• [TASK DETAILS] Extract every entry word for word. Skip the pictures.

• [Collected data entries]
────────────────

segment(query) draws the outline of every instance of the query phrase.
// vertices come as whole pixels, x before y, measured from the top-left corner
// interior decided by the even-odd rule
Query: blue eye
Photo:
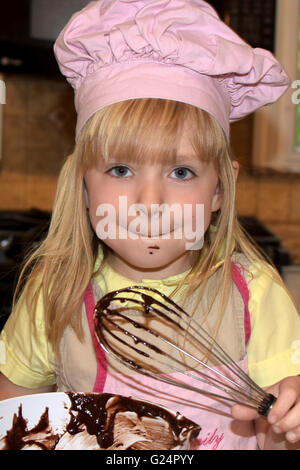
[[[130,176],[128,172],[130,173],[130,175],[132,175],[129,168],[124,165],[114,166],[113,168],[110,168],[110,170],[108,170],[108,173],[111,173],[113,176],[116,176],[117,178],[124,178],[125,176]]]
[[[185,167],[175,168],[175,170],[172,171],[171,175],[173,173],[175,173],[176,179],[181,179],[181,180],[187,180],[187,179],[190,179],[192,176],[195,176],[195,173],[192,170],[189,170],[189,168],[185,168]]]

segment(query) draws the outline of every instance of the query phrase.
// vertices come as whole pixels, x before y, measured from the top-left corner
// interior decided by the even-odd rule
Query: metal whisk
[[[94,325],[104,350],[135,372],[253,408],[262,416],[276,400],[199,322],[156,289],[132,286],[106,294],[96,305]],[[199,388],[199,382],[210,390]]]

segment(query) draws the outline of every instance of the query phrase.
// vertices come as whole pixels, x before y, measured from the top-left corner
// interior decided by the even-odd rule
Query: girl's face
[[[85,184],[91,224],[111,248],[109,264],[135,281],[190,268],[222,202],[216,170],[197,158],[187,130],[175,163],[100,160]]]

────────────────

• [TASK OUTPUT]
segment(query) draws the outline of every instance of the query phrase.
// vertices come as whole pixels, x before y, measured from the top-left corner
// interior decided by the even-odd rule
Query: blue eye
Photo:
[[[130,176],[128,172],[130,173],[130,175],[132,175],[129,168],[124,165],[114,166],[113,168],[110,168],[110,170],[108,170],[108,173],[111,173],[113,176],[116,176],[117,178],[124,178],[125,176]]]
[[[185,167],[175,168],[175,170],[172,171],[171,175],[173,173],[175,173],[176,179],[181,179],[181,180],[187,180],[187,179],[190,179],[192,176],[195,176],[195,173],[192,170],[189,170],[189,168],[185,168]]]

segment(query) draws the outline of every instance of the query phrase.
// vertices come as whole pixels, x before y, measured from the top-left corner
// interior decided by the even-odd rule
Query: metal whisk
[[[94,325],[104,350],[135,372],[253,408],[262,416],[276,400],[199,322],[156,289],[132,286],[106,294],[96,305]],[[199,388],[199,382],[210,390]]]

segment(query) draws the outline of every instance of the query phrase.
// vertices come as whole pixels, x before y, measured from the top-left corner
// interior decided by the even-odd rule
Query: girl's face
[[[85,184],[91,224],[111,248],[109,264],[135,281],[190,268],[222,202],[216,170],[197,158],[187,130],[175,163],[100,160]]]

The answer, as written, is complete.